## [CONSEGNA]
Quali righe dei record contengono la parola "oven"? Individuale e ricopiale per intero.

◆ ◆ ◆ ◆ ◆ ◆ ◆

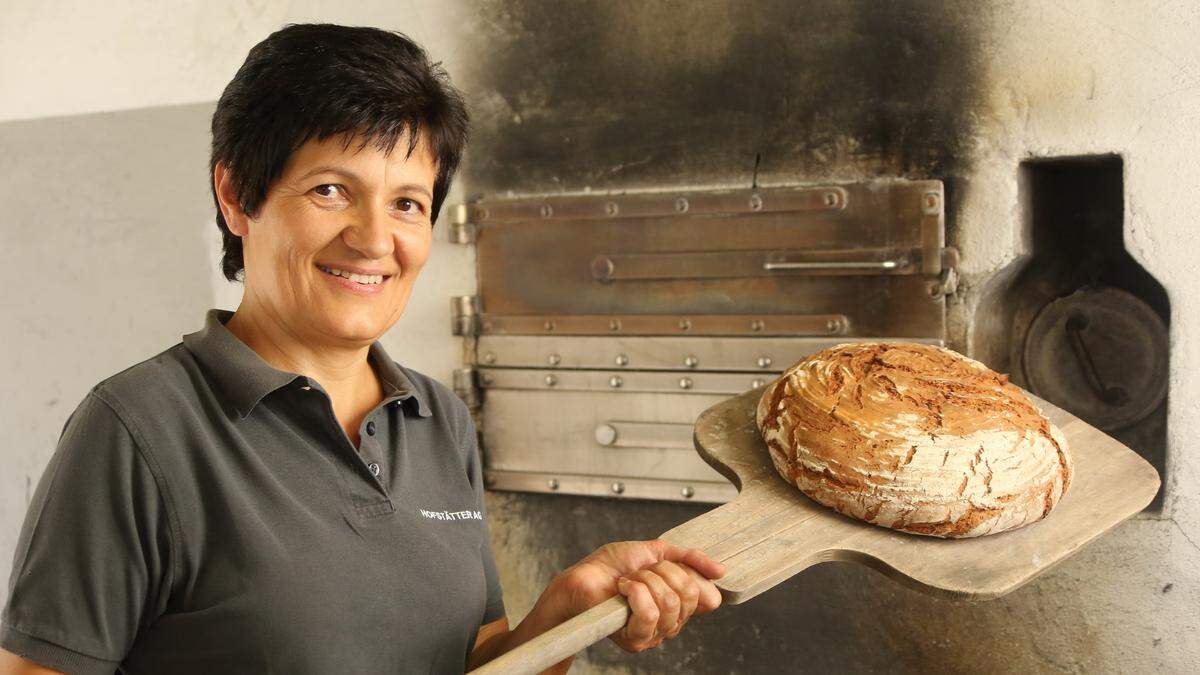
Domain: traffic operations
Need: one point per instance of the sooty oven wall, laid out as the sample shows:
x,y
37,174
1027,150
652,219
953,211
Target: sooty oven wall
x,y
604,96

◆ ◆ ◆ ◆ ◆ ◆ ◆

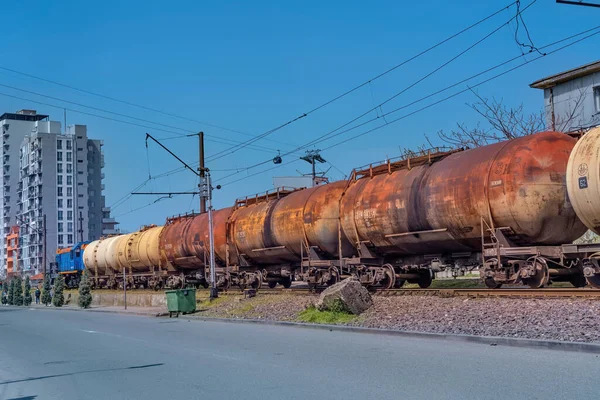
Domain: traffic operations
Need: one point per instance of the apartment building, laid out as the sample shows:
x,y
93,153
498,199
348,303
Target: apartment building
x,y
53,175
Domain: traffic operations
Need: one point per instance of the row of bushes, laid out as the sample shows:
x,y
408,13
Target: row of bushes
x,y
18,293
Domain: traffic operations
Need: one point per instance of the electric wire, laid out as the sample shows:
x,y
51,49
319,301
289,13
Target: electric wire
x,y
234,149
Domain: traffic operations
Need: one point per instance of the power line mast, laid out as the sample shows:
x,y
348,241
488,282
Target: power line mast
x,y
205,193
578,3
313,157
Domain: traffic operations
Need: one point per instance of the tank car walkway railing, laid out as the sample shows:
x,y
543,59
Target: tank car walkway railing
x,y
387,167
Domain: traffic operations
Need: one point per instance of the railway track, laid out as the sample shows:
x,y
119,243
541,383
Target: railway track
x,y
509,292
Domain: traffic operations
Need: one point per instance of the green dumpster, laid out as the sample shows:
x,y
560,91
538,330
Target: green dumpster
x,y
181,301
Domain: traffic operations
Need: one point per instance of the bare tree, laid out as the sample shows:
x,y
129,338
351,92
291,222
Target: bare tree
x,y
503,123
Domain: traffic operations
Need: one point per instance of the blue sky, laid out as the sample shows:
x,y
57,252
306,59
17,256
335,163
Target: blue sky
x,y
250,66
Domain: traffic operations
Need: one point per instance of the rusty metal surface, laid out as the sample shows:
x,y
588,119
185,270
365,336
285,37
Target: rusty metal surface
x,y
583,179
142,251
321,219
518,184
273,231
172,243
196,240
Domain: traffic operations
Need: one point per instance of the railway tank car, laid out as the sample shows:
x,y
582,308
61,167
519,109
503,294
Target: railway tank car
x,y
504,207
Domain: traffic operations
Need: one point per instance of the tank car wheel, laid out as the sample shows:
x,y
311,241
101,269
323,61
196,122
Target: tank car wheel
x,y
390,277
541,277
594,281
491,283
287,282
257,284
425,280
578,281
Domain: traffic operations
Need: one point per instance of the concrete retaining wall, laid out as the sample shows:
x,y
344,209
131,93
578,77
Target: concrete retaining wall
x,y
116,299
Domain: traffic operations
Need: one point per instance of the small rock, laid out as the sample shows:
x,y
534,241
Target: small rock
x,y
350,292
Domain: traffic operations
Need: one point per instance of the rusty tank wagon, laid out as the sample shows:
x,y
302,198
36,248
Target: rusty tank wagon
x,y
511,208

◆ ◆ ◆ ◆ ◆ ◆ ◆

## [SOLUZIONE]
Need: one point per instance of the sooty oven wall, laid out as the sample shows:
Target: sooty oven wall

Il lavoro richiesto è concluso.